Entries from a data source
********
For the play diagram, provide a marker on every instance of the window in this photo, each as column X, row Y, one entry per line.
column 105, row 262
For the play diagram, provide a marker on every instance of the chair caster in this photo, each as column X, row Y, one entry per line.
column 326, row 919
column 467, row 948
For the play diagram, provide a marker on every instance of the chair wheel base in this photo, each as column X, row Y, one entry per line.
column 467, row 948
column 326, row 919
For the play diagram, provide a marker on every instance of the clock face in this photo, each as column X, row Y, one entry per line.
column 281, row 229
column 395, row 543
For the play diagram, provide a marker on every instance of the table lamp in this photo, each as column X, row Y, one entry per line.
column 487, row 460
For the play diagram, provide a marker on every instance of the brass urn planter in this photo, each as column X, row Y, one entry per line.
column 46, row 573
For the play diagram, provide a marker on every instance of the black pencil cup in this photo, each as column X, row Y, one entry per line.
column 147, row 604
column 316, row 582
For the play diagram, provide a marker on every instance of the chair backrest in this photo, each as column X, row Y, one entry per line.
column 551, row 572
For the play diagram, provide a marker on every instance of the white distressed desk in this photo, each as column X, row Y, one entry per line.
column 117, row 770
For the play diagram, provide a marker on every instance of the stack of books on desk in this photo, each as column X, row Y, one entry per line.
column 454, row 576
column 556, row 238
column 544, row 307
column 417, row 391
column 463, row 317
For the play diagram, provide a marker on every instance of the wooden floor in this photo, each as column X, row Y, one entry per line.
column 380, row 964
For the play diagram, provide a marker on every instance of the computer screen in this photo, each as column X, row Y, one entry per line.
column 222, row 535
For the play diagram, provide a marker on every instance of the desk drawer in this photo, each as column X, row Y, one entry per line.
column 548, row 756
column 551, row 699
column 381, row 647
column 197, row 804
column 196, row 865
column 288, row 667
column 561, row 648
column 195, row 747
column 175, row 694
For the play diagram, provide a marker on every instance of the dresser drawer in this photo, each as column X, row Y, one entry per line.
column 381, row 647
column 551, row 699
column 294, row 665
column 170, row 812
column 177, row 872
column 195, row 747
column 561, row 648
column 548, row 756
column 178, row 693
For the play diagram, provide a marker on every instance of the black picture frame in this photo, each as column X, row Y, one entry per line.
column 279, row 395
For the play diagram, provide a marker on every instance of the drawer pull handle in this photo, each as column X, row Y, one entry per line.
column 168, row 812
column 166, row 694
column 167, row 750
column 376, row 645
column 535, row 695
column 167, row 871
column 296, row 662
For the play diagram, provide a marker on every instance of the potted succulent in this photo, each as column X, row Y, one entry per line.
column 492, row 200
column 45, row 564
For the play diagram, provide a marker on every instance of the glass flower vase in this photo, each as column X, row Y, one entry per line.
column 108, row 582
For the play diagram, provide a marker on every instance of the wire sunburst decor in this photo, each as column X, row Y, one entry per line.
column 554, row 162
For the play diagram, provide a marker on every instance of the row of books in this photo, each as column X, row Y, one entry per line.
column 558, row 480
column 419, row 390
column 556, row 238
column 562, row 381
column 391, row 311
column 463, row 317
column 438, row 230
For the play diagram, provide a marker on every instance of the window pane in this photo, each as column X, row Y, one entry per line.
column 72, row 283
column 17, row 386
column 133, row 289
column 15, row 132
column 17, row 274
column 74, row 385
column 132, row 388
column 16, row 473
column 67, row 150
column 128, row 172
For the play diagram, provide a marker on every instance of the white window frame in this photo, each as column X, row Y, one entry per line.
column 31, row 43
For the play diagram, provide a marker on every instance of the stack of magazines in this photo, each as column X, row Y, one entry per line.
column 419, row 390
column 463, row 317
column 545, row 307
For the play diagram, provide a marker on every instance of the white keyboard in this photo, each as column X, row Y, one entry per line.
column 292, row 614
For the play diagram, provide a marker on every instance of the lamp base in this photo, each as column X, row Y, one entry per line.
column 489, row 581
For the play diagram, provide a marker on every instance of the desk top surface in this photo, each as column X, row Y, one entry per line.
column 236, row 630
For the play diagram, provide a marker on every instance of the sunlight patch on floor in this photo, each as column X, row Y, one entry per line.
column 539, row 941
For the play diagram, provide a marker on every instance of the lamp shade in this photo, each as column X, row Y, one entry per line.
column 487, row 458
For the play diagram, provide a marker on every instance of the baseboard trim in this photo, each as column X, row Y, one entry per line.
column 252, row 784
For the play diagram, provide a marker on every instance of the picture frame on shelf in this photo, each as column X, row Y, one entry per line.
********
Request
Could you reproduce every line of the material above word for word?

Response for this exercise
For the play diagram, provide a marker on every instance of the window in this photo, each as column X, row Y, one entry per line.
column 105, row 262
For the play diagram, provide a marker on every instance of the chair caster in this photo, each as column X, row Y, one entry per line.
column 326, row 919
column 467, row 948
For the play diagram, provide a marker on every instance of the chair wheel base in this photo, each as column X, row Y, one entry per line.
column 467, row 948
column 326, row 919
For the play diagram, provide a marker on every instance of the clock face in this photo, each as column X, row Y, one entry per line.
column 281, row 229
column 395, row 543
For the play diagram, provide a marker on every instance of the table lamp in this photo, each as column X, row Y, one entry per line.
column 487, row 460
For the play diagram, provide a marker on every instance of the brass urn planter in this photo, each as column X, row Y, one entry per line.
column 46, row 573
For the play diagram, provide a marker on every instance of the black pencil cup in this photo, each as column X, row Y, one entry per line.
column 147, row 604
column 316, row 582
For the play diagram, provide a marker on every instance of the chair backrest in this photo, each as column X, row Y, one entry per line.
column 551, row 572
For the play diagram, provide a marker on every instance of the white distressed desk in this photo, each as column X, row Y, one entry per line.
column 117, row 770
For the play diagram, provide a marker on every instance of the stack of books on desk in this photo, each as column X, row Y, one entry per line.
column 454, row 576
column 556, row 238
column 544, row 307
column 417, row 391
column 463, row 317
For the play diagram, provide a marker on every instance of the wooden floor in this photo, each as column X, row Y, one entry per line.
column 380, row 964
For the play diagram, provide a marker on every instance of the computer screen in this photo, each as column X, row Y, one entry per line.
column 222, row 535
For the play diagram, provide a marker on every instance of the desk drawer in this photo, each as column X, row Y, one entry per line.
column 548, row 756
column 551, row 699
column 381, row 647
column 197, row 804
column 196, row 865
column 288, row 667
column 561, row 648
column 195, row 747
column 175, row 694
For the play diagram, provide a marker on every instance of the dresser drawer in this photo, each as column X, row Y, one entry per line.
column 381, row 647
column 551, row 699
column 294, row 665
column 170, row 812
column 177, row 872
column 195, row 747
column 561, row 648
column 548, row 756
column 178, row 693
For the play diagram, provide a marker on every instance of the black picture frame in this photo, each as column X, row Y, one entry per line.
column 279, row 395
For the play diagram, provide a marker on every instance of the drawer pull handle in this photo, each as column X, row Y, one entry per line.
column 168, row 812
column 166, row 694
column 167, row 750
column 376, row 645
column 535, row 695
column 167, row 871
column 296, row 662
For the play diagram, provide a marker on every instance of the potted succulent in this photo, each as column X, row Y, one entry per line.
column 492, row 200
column 45, row 564
For the play diagram, provide a marker on every instance of the glass flower vase in this photo, each as column X, row Y, one entry per line.
column 108, row 582
For the play diagram, provide a marker on every instance of the wire sunburst decor in this photo, each as column X, row Y, one entry per line.
column 554, row 162
For the play diagram, provide a marker on every instance of the row of books in this photo, each as column X, row Y, one entry per line.
column 558, row 480
column 419, row 390
column 556, row 238
column 562, row 381
column 391, row 311
column 463, row 317
column 438, row 230
For the play diagram, provide a marker on every instance of the window pane in this photo, each as column X, row Y, one entry per line.
column 72, row 283
column 17, row 386
column 133, row 289
column 15, row 132
column 17, row 274
column 74, row 385
column 132, row 388
column 16, row 473
column 67, row 150
column 128, row 172
For the play diagram, provide a marker on every instance of the white window frame in this photo, each as column X, row Y, one entry per line.
column 31, row 43
For the play diagram, provide a marker on every instance of the stack of magazines in this photo, each as column X, row Y, one entry per line.
column 419, row 390
column 463, row 317
column 545, row 307
For the play diagram, provide a marker on every instance of the white keyboard in this photo, each as column X, row Y, one entry per line.
column 292, row 614
For the play diagram, provide a marker on every instance of the lamp base in this photo, each as column X, row Y, one entry per line.
column 489, row 581
For the play diagram, provide a marker on every instance of the desk top surface in this photo, each as column X, row Y, one entry per line.
column 236, row 630
For the play diagram, provide a marker on every instance of the sunlight patch on floor in this photo, each as column X, row Y, one entry per line.
column 539, row 941
For the play diagram, provide a marker on every instance of the lamp shade in this photo, each as column X, row Y, one entry per line.
column 487, row 458
For the play diagram, provide a marker on every instance of the baseboard trim in this photo, each as column X, row Y, one entry per line.
column 252, row 784
For the play diagram, provide a marker on every instance of the picture frame on shelf in this photo, each as column X, row Y, one entry per line.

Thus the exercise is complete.